##### Record list #####

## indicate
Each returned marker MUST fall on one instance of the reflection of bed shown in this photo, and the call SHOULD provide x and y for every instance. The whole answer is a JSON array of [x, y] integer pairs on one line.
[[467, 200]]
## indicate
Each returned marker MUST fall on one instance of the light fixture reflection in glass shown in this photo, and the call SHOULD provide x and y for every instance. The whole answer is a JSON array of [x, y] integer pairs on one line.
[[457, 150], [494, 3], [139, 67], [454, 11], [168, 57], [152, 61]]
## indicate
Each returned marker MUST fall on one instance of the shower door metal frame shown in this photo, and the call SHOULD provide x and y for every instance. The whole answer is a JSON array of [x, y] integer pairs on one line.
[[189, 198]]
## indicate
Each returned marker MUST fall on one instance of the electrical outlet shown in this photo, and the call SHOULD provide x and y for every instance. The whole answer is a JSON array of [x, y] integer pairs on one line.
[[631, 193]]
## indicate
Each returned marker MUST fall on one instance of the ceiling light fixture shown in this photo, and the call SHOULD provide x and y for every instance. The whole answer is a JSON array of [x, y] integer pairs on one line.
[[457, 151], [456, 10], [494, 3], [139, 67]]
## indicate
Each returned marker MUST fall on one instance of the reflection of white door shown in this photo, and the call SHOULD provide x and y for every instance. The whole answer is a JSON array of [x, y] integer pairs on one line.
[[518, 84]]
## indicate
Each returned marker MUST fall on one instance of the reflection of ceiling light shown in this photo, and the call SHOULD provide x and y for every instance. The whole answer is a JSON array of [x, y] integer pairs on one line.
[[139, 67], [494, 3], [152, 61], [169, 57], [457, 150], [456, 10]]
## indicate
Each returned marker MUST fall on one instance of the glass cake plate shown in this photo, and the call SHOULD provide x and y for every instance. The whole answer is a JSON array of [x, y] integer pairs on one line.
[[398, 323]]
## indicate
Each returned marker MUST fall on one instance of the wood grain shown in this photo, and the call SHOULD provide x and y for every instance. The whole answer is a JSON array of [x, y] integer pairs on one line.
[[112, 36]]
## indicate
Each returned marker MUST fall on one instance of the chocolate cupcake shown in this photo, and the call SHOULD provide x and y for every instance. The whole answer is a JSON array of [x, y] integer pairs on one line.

#####

### Stated goal
Render the data from the start through the line containing "[[398, 323]]" as a two-column CSV headed text and answer, with one row for each "## indicate" heading. Put every field in quotes and replace line breaks with spaces.

### Solution to this problem
text,answer
"## indicate Each returned marker MUST fall on one instance of the reflection of bed shown in this photo, and the call SHOULD provide x and y for every instance. The whole answer is a JSON array of [x, y] integer pairs on one line.","[[467, 200]]"
"## indicate Each returned marker MUST fall on one instance of the light fixture reflection in glass shown in this photo, and the call SHOULD provide x and y for every instance. The whole answer is a JSON array of [x, y] integer pairs on one line.","[[457, 150], [494, 3], [139, 67], [454, 11], [168, 57], [152, 61]]"
"## indicate Each returned marker MUST fall on one instance of the shower door metal frame shown in this photo, and the call SHOULD provide x and y for every instance. The whole answer is a JSON array of [x, y] integer pairs on one line.","[[189, 198]]"
"## indicate Each returned marker MUST fall on one instance of the electrical outlet shown in this photo, and the call SHOULD provide x and y for every instance. The whole answer is a JSON array of [x, y] integer pairs on one line.","[[631, 193]]"
"## indicate Each returned marker MUST fall on one instance of the ceiling light fixture shown in this photo, and the call SHOULD provide x and y for every instance. The whole answer is a JSON array of [x, y] integer pairs on one line.","[[457, 151], [456, 10], [494, 3], [139, 67]]"
"## indicate Each returned marker MUST fall on one instance of the reflection of white door shown in this photo, and the call SHOULD provide x and y for every instance. The whole answer is a JSON array of [x, y] integer pairs on one line.","[[518, 84]]"
"## indicate Each returned marker MUST fall on one instance of the reflection of ceiling light shown in this photo, and the call SHOULD provide x and y for every instance. The whole answer is a JSON array of [x, y] integer pairs on one line.","[[139, 67], [494, 3], [152, 61], [169, 57], [457, 150], [456, 10]]"
"## indicate Each returned marker MUST fall on one instance of the glass cake plate shown in this photo, and the call SHOULD provide x and y for every instance. The whole answer is a JSON array of [x, y] integer pairs on one line.","[[398, 323]]"